## Dataset excerpts

++++++++++++++++++++

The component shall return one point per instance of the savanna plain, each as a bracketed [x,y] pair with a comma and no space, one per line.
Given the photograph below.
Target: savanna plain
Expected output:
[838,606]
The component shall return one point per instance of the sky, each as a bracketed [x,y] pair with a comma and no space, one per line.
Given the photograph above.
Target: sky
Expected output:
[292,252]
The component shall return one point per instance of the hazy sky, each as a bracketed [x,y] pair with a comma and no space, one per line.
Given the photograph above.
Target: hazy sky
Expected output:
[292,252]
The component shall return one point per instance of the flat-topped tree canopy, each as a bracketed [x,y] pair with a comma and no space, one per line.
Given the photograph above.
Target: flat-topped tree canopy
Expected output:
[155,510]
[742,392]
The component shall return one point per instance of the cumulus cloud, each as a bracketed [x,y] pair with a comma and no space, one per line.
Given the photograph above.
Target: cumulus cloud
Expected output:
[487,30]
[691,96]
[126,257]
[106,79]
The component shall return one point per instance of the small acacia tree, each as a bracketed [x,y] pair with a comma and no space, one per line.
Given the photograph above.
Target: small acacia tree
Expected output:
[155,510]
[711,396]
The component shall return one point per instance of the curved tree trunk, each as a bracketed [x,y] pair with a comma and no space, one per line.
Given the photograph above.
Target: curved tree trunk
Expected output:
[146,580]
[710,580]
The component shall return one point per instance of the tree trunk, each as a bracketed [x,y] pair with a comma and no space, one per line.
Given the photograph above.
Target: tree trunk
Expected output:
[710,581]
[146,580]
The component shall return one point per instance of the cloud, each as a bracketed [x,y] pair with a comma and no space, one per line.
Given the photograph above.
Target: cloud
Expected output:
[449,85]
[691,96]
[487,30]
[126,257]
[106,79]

++++++++++++++++++++

## Task item
From the first line to the last, return the data exactly as written.

## Task result
The component shall return one point per instance of the savanna plain, each as a bracketed [x,y] pair with a comma and no space, one per line.
Given the photograph below.
Target: savanna plain
Expected output:
[838,606]
The component shall return one point per instance of the sky, each as a bracketed [x,y] pair with a comma and no space, one per line.
Given the photograph above.
Target: sky
Expected output:
[292,252]
The component shall return one point per instance of the hazy sky, each as a bracketed [x,y] pair with a comma and no space, one per line.
Given the photograph above.
Target: hazy sky
Expected output:
[292,252]
The component shall return one point per instance of the flat-topped tree canopy, each as a bracketed [x,y] pair with a comma and no space, one per line.
Given the photograph above.
Target: flat-topped tree canopy
Expected output:
[155,510]
[742,392]
The component shall return one point per instance of the cumulus cloud, each as a bracketed [x,y] pair with a comma and no space, one per line.
Given the photograph above.
Target: cumulus cloud
Expected output:
[487,30]
[691,96]
[126,257]
[106,79]
The component shall return one point per instance of the small acacia tree, each as a bracketed [x,y] pair with a comma and no space, one per line.
Given the photograph above.
Target: small acacia tree
Expected output:
[155,510]
[711,396]
The component shall return one point per instance of the curved tree trunk, each as a bracketed [x,y] pair with a comma and no space, one per line.
Given the photograph above.
Target: curved tree trunk
Expected output:
[146,580]
[710,580]
The component shall return one point per instance of the tree trunk, each as a bracketed [x,y] pair with a comma and no space, one per line.
Given the photograph above.
Target: tree trunk
Expected output:
[710,581]
[146,580]
The component shall return one point per instance of the cloud, each as a bracketed [x,y] pair with a comma and no space, one per line.
Given the photograph above.
Target: cloud
Expected output:
[449,85]
[691,96]
[487,30]
[126,257]
[106,79]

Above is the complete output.